→ **Set problem 1**
List every song title named in the concert and birthday blog post below.
→ **Set problem 2**
Pick up the concert and birthday blog post where it leaves off and keep writing it.

→ **Excerpt to read**
Saturday was my first time seeing Edwards perform. The thing that struck me was she's no waif. It's refreshing. She's a real girl with a big presence. When she took the stage, she started her show by saying, " Just because you're sitting down doesn't mean you have to be pussies." before launching into her latest hit, Empty Threat.

She is so badass.

The kind of chick you want to hang at the bar with, doing shooters, smoking cigars and telling trashy jokes. None of that pansy-assed, girlie shit from her.

Throughout the evening she playfully sparred with vocal audience members. At one point, she waxed on about the greatness of Sidney Crosby, getting on the good side of the audience by sympathizing with our agony over his continued health issues and calling him the embodiment of all that is good about hockey (she is Canadian after all. hockey is in her blood) before launching into I Make the Dough, You Get the Glory, punctuating her dedication with a "fuck you, Penguins."

See. Sooooooo badass! Ha Ha!

Edwards played nearly all of her current release and a few older gems to the appreciative gathering. The encore consisted of exactly one song. A cover of Big Star's September Gurls.

And the the covers streak continues.

Another great evening of live music in the Burgh worth the exhaustion at work the next morning. The only thing that could have made it better is if Geo was sitting next to me. He would have loved it. Thanks to my trusty gal-pal, Mary Ann-ski (aka, Betty) for subbing in the last minute.

You can pick up Kathleen's latest here.

Saturday, February 4, 2012

In Which I Celebrate Another Circle Around The Sun

Okay, so unless you're under 10, your birthday ends in a zero or you're barely on the living side of 100, birthdays are relatively insignificant. Personally I'm okay with the suspension of notice until the next big milestone roles around in eight years.

And that next one is a big ole beeyatch. Blerg.

That said, last Thursday was the anniversary of my birthing 5+ decades ago. If I'm not mistaken, 52 is the age where it becomes mandatory to use terms like davenport, liquefy all meals to drink from a straw and learn how to play Pinochle. But I digress...

Upon opening my world-weary, bloodshot eyes early that morning, I was humbled to find 40+ birthday greetings on both Facebook and Twitter. And they kept pouring in, tipping the scale at ... I don't really know the total because the number was so high I stopped counting.

I am genuinely overwhelmed by the shower of love and affection bestowed upon my wretched soul. (chokes back tears) I am truly touched...

And not just in the head, even though that is certainly a truth.

Anyway, the first treat of my narcissistic day of me was picking up my favorite ex-pat coworker, Jimmy McParkway from the airport. Young James has heeded the call of greener pastures in the form of Weekend Anchor/Morning Reporter for the Hearst affiliate in Bahston, Mass. He's doing extremely well and getting a well-deserved shot at making a name for himself. His absence still stings, but seriously, how can I be anything but thrilled for him.

Jimmy was my cohort in crimes of the senses, so naturally I had to do something completely juvenile when I picked him.
I'm classy, yo
i'm also 12

We had ample time to catch up while shoveling gobs of breakfast grub down our gullets at a quintessential Burgh joint, Eggs 'n At. When we took off our coats, we laughed out loud to find we both had Pens gear on. Oh, so Pittsburgh.

→ **Given records**
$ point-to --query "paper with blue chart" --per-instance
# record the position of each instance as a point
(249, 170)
==
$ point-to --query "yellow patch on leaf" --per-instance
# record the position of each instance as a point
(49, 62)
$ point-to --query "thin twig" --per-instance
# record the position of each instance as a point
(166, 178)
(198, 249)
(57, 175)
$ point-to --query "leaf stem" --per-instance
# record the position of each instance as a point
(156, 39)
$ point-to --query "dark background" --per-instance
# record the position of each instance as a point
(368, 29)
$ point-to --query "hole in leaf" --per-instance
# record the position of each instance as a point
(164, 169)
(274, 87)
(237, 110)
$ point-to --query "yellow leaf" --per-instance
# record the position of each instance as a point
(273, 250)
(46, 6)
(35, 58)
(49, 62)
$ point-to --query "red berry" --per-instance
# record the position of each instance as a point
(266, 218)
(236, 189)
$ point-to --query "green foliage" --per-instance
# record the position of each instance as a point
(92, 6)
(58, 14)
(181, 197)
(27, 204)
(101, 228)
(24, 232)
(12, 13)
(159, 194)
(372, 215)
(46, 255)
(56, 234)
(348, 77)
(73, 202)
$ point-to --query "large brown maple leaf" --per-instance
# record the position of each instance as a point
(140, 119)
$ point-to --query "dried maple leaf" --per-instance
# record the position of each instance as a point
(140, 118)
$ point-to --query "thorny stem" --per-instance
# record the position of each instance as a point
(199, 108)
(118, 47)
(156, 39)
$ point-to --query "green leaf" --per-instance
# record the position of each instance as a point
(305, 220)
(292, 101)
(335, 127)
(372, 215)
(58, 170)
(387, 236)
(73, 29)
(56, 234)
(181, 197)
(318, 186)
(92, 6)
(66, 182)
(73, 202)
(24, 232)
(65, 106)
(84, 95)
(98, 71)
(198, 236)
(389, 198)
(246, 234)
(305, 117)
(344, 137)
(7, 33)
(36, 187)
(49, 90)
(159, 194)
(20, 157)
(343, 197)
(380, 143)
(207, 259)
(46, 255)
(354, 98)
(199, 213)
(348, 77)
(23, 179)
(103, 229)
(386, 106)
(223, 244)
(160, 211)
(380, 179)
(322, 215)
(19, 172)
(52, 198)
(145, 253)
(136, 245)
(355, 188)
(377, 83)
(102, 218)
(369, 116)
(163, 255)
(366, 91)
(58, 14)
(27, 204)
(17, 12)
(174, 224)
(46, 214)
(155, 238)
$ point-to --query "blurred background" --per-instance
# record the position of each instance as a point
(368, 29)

→ **Exercise answer 1**
Empty Threat
I Make the Dough, You Get the Glory
September Gurls

→ **Exercise answer 2**
yinz goin' to the game?

Moving on...

Every year The Special K hosts a winter weekend event at a nearby ski resort known as Snow Blast. Normally the festivities begin on Friday. For years I've been wanting to go up for snow tubing and stay overnight, but the restraints of my current indentured servitude on Saturdays have always thwarted my desire to slide down a slope at break-neck speed, precariously perched upon an unsteerable, overinflated rubber donut with no visible means of stopping at will.

That's all kinds of fun right there, yo.

As the Fates would have it, the festival started on Thursday, the Saturday of my personal unconventional weekend AND my birthing day to boot! Finally, tubing with a couple hilarious girlfriends. Holla!!

As the Fates would also have it, blinding sheets of rain fell all day.

All. Frelling. DAY.

No tubing for you. One year.

The Fates are dicks.

Either that or they are sincerely concerned I'll wipe out so magnificently, my brittle femur will snap in two, in essence declaring me old and feeble. See what I mean? Dicks.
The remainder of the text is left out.